- Textauszug:
· · · ·

Samstag, September 30, 2023

Zugegeben, mein erster Besuch in Kanada hatte nicht gerade den besten Start. Aber Montréal machte das wieder wett.

Nach der nächtlichen und vorwiegend durchwachten Busfahrt, bei der ich mit Nackenverspannungen, einem nachbarlichen Ellenbogen und Lärm zu kämpfen gehabt hatte, deponierte ich mein Gepäck im Hostel und trottete verschlafen durch Vieux-Montréal, die Altstadt. Dort sind noch viele historische Gebäude erhalten geblieben und teilweise denkmalgeschützt (Montréal besitzt insgesamt 49 National Historic Sites, mehr als jeder andere Ort des Landes). Im Vieux-Port, dem alten Hafen, sind darunter auch eher hässliche Getreidesilos und Mühlen zu finden, die Montréal, neben anderen Faktoren, dazu verholfen hatten, lange Zeit das wirtschaftliche und kulturelle Zentrum Kanadas zu sein. Heute ist es nach Toronto die zweitgrösste Stadt Kanadas, nachdem es gegen Ende des letzten Jahrhunderts aufgrund des Baus des Sankt-Lorenz-Seewegs seine Bedeutung als Hafenstadt verloren hat. Die Kaianlagen wurden teilweise umgenutzt und bieten Freizeitvergnügen, ein Wissenschaftsmuseum und einen Anleger für Kreuzfahrtschiffe.

· · · ·

- Schriftlicher Auftrag A: Wie viele National Historic Sites besitzt Montréal laut dem Text über Montréal insgesamt?
Text und Auflistung hängen inhaltlich nicht zusammen.

· · · ·

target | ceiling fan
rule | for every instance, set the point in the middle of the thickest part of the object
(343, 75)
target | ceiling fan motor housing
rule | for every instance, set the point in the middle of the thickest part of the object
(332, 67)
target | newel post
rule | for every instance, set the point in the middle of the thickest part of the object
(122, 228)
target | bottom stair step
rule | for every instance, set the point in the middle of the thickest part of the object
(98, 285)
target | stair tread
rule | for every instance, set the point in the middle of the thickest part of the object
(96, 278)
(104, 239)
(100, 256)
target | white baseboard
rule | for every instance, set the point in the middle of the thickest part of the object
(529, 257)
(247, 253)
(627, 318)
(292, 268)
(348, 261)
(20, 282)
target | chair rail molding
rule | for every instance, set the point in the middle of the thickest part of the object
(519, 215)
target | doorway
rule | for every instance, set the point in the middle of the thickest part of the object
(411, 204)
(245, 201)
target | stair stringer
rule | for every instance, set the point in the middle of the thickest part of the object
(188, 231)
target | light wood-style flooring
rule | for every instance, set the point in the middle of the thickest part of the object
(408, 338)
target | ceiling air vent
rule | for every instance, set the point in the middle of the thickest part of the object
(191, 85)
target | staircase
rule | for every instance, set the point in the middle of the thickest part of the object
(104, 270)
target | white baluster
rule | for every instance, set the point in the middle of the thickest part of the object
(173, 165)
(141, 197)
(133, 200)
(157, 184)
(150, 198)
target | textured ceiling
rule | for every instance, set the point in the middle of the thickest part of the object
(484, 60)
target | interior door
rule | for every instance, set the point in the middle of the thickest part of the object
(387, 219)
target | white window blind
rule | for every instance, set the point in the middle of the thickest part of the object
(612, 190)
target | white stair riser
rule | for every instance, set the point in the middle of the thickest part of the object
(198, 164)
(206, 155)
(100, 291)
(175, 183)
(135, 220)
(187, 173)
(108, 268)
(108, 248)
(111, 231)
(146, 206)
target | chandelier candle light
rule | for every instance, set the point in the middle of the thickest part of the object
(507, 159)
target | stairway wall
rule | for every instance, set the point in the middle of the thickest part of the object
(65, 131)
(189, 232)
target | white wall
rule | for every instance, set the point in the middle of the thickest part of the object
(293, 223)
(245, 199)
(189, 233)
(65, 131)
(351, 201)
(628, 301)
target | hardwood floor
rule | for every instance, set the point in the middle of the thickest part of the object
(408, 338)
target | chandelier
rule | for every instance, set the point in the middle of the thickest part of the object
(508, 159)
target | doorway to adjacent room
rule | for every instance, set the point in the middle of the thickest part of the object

· · · ·

- Schriftlicher Auftrag B: Schreibe den Abschnitt der Auflistung von der Zeile mit „target | white window blind“ bis zum Ende der Auflistung erneut ab und ersetze darin „hardwood floor“ durch „parquet floor“. Alles andere bleibt unverändert.

- Lösung A: Montréal besitzt insgesamt 49 National Historic Sites.

- Lösung B:
target | white window blind
rule | for every instance, set the point in the middle of the thickest part of the object
(612, 190)
target | white stair riser
rule | for every instance, set the point in the middle of the thickest part of the object
(198, 164)
(206, 155)
(100, 291)
(175, 183)
(135, 220)
(187, 173)
(108, 268)
(108, 248)
(111, 231)
(146, 206)
target | chandelier candle light
rule | for every instance, set the point in the middle of the thickest part of the object
(507, 159)
target | stairway wall
rule | for every instance, set the point in the middle of the thickest part of the object
(65, 131)
(189, 232)
target | white wall
rule | for every instance, set the point in the middle of the thickest part of the object
(293, 223)
(245, 199)
(189, 233)
(65, 131)
(351, 201)
(628, 301)
target | parquet floor
rule | for every instance, set the point in the middle of the thickest part of the object
(408, 338)
target | chandelier
rule | for every instance, set the point in the middle of the thickest part of the object
(508, 159)
target | doorway to adjacent room
rule | for every instance, set the point in the middle of the thickest part of the object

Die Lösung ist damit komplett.